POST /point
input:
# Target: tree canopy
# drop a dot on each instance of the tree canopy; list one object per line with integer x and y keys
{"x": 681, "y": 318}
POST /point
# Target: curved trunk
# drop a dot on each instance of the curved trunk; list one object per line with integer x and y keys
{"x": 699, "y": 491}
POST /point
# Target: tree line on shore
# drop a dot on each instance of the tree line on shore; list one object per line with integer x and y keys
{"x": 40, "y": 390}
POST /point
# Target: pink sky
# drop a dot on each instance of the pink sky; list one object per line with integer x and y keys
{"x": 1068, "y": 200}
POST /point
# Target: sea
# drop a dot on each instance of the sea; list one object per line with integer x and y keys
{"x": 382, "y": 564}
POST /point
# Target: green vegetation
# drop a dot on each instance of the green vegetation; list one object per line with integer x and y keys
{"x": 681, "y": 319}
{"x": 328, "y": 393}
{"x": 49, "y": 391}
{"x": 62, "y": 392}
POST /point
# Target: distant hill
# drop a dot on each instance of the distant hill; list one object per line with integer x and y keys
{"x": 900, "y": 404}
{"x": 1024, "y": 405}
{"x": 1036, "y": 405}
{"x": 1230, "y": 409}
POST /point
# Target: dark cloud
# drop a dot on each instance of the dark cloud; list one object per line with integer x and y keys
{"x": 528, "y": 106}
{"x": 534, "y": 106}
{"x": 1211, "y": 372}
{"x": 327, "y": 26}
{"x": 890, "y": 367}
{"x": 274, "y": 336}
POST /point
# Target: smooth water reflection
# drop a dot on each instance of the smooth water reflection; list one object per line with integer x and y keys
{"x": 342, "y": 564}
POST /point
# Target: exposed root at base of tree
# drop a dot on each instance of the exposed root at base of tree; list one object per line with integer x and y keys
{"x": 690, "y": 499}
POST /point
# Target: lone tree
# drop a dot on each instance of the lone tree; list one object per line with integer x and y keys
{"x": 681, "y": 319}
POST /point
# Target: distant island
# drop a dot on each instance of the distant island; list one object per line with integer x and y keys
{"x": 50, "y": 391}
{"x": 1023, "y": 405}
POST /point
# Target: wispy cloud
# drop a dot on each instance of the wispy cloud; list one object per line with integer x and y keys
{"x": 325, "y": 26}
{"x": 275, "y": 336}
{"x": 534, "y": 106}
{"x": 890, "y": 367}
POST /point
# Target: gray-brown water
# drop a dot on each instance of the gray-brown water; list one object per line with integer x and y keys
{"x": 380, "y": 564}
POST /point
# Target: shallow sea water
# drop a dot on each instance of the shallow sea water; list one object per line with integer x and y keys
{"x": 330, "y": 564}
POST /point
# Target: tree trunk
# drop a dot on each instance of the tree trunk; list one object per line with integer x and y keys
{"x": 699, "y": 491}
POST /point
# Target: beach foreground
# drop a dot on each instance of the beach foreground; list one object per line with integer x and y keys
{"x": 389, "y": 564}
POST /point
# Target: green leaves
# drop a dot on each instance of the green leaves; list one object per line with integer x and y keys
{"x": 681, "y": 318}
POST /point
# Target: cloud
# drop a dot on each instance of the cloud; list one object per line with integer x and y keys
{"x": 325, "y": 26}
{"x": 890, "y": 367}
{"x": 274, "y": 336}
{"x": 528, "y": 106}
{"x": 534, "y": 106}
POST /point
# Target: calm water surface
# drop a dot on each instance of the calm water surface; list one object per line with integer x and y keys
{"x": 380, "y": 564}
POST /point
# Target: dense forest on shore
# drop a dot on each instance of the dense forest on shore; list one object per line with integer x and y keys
§ §
## Task directions
Set down the material above again, word for word.

## Output of the task
POST /point
input:
# Target: tree canopy
# drop a dot on each instance of the tree canopy; list one object per line with integer x and y keys
{"x": 681, "y": 318}
POST /point
# Target: curved trunk
# drop a dot on each instance of the curved trunk; list one object per line with integer x and y keys
{"x": 699, "y": 491}
POST /point
# Target: tree line on shore
# drop a dot on each instance of the tree line on shore; list one object per line with integer x and y keys
{"x": 40, "y": 390}
POST /point
# Target: pink sky
# drop a dot on each instance of the pink sky; list one object per line with integer x and y keys
{"x": 1068, "y": 200}
POST /point
# Target: sea
# drop a dot on each instance of the sea; list one object per line with integer x and y keys
{"x": 382, "y": 564}
POST /point
# Target: green vegetation
# drop a dot on each instance of the green vegetation; list one object per line with integer x and y keys
{"x": 681, "y": 319}
{"x": 328, "y": 393}
{"x": 49, "y": 391}
{"x": 62, "y": 392}
POST /point
# Target: distant hill
# drop a dot on each instance of the distant hill; list one object per line with integer x and y keys
{"x": 900, "y": 404}
{"x": 1024, "y": 405}
{"x": 1036, "y": 405}
{"x": 1230, "y": 409}
POST /point
# Target: dark cloud
# drop a dot on each instance of the dark cloud; list one object per line with integer x and y keys
{"x": 528, "y": 106}
{"x": 534, "y": 106}
{"x": 1211, "y": 372}
{"x": 327, "y": 26}
{"x": 890, "y": 367}
{"x": 274, "y": 336}
POST /point
# Target: smooth water reflection
# drop a dot on each instance of the smooth water reflection; list one object per line with integer x and y keys
{"x": 342, "y": 564}
POST /point
# Target: exposed root at base of tree
# drop a dot on each instance of the exposed root at base of tree; list one object per line with integer x and y keys
{"x": 690, "y": 499}
POST /point
# Target: lone tree
# drop a dot on each instance of the lone tree; list one object per line with integer x and y keys
{"x": 681, "y": 319}
POST /point
# Target: distant island
# drop a dot on each instance of the distant island; list one object per line with integer x and y keys
{"x": 50, "y": 391}
{"x": 1023, "y": 405}
POST /point
# Target: wispy cloud
# drop a dot on each instance of the wispy cloud; list one object per line with integer x and y keys
{"x": 325, "y": 26}
{"x": 275, "y": 336}
{"x": 534, "y": 106}
{"x": 890, "y": 367}
POST /point
# Target: gray-brown water
# drop a dot on each instance of the gray-brown water; list one object per line with integer x and y keys
{"x": 380, "y": 564}
POST /point
# Target: shallow sea water
# drop a dot on each instance of the shallow sea water; list one object per line with integer x and y keys
{"x": 330, "y": 564}
POST /point
# Target: tree trunk
# drop a dot on each instance of the tree trunk; list one object per line with integer x and y keys
{"x": 699, "y": 491}
POST /point
# Target: beach foreground
# drop a dot on each instance of the beach foreground; list one object per line with integer x and y keys
{"x": 389, "y": 564}
POST /point
# Target: green leaves
# drop a dot on each instance of the green leaves; list one object per line with integer x and y keys
{"x": 681, "y": 318}
POST /point
# Target: cloud
# drop a dot on each instance of the cloud; list one object per line with integer x and y keys
{"x": 325, "y": 26}
{"x": 890, "y": 367}
{"x": 274, "y": 336}
{"x": 528, "y": 106}
{"x": 534, "y": 106}
POST /point
# Target: calm water surface
# drop a dot on each instance of the calm water surface; list one object per line with integer x and y keys
{"x": 380, "y": 564}
POST /point
# Target: dense forest on shore
# drop a dot on each instance of the dense forest on shore; list one object per line with integer x and y keys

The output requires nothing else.